Reading text section start

Nikon to Cut 20% of its International Workforce, Transfer Production to Thailand

Nikon will cut more than 2,000 workers outside of Japan by March of 2022 as well as shift some of its production from its factory in the Miyagi province of Japan to Thailand. The changes come as the company grapples with the rise of smartphones and the effects of the coronavirus pandemic.

Miyagi Prefecture will continue to produce “LiDAR” sensors and inspection equipment for cameras, and Nikon said that the number of domestic employees will not decrease.

The news was reported on Nikkei after Nikon’s financial results briefing last week where the company announced an operating loss of $183.3 million in Q2. DPReview posted an excellent summary of the convoluted financial data where Nikon noted it sold 240,000 interchangeable lens cameras, 70,000 compact cameras, and 390,000 lenses in the second quarter of 2020, down 31%, 73% and 29%, respectively, year-over-year.

Worse, the first half of Nikon’s 2021 fiscal year showed only 380,000 interchangeable lens cameras, 120,000 compact camera, and 610,000 lenses sold, down 52.5%, 76%, and 53%, respectively, compared to the first half of fiscal year 2020.

You can read the entire breakdown of Nikon’s numbers here, but the takeaway is that its sales numbers continue to be grim.

“It’s important to fit the entire company in a way that is commensurate with the scale of sales,” Nikon President Toshikazu Umatate said, referencing the changes. Umatate said the company would reduce the number of overseas employees to just under 60% of the level as of the fiscal year ended March 31, 2017. It would also maintain overseas factories, but reduce production personnel according to sales scale and would also reduce the number of staff by reorganizing.

The goal of the changes would be to reduce the company’s operating costs by more than 80 billion yen (~$758,708,000).

Reading text section end

Questions on the material:
1 – Return the passage of the Nikon article from "Miyagi Prefecture will" to "will not decrease.", copied word for word.
2 – Decide whether each statement agrees with the Nikon article, answering yes or no and quoting the words that settle it. (a) Nikon said its number of domestic employees will decrease. (b) Nikon sold 70,000 compact cameras in the second quarter of 2020. (c) Miyagi Prefecture will keep producing LiDAR sensors.

Stored data section start

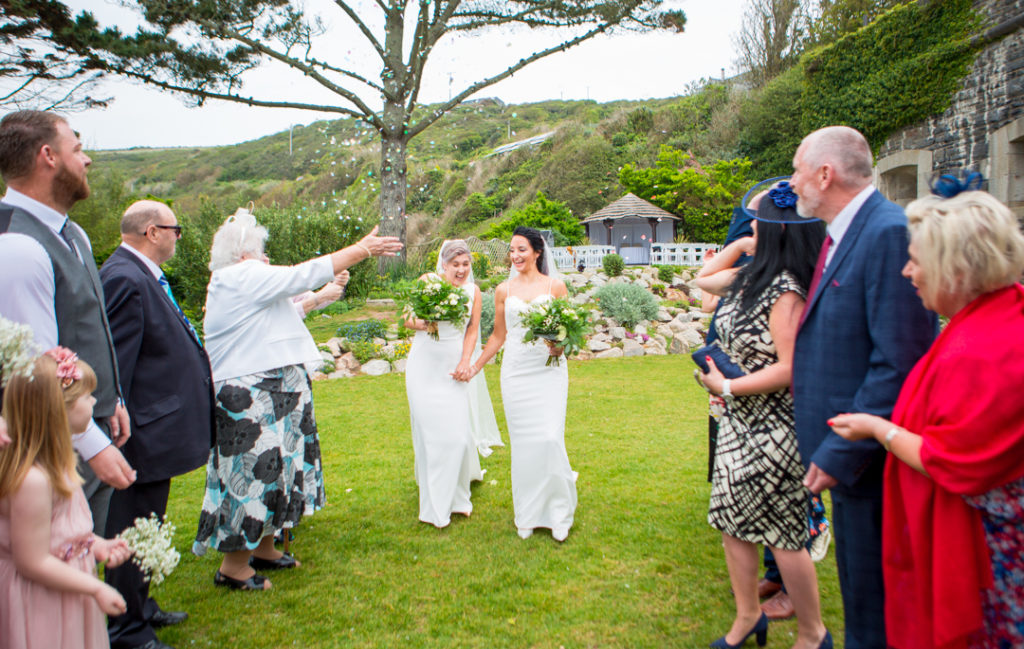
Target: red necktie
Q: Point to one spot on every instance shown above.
(819, 268)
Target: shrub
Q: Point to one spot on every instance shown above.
(363, 331)
(399, 350)
(480, 265)
(365, 350)
(613, 264)
(665, 273)
(486, 314)
(628, 303)
(542, 214)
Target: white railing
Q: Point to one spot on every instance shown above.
(591, 256)
(680, 254)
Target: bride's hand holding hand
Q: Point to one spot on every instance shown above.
(463, 372)
(553, 350)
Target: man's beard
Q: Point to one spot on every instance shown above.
(69, 188)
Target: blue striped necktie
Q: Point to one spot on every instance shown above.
(170, 295)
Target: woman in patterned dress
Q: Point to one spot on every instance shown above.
(264, 469)
(757, 494)
(952, 541)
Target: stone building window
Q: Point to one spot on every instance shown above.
(904, 175)
(1007, 166)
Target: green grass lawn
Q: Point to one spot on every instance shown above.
(641, 567)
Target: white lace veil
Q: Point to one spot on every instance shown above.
(481, 414)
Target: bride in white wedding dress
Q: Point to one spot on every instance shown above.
(544, 492)
(443, 412)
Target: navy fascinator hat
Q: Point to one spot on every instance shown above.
(778, 206)
(948, 185)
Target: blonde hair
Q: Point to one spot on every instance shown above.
(36, 410)
(453, 249)
(968, 245)
(239, 235)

Stored data section end

Answer section:
1 –
Miyagi Prefecture will continue to produce “LiDAR” sensors and inspection equipment for cameras, and Nikon said that the number of domestic employees will not decrease.

2 –
(a) No: "Nikon said that the number of domestic employees will not decrease."
(b) Yes: "Nikon noted it sold 240,000 interchangeable lens cameras, 70,000 compact cameras, and 390,000 lenses in the second quarter of 2020"
(c) Yes: "Miyagi Prefecture will continue to produce “LiDAR” sensors and inspection equipment for cameras"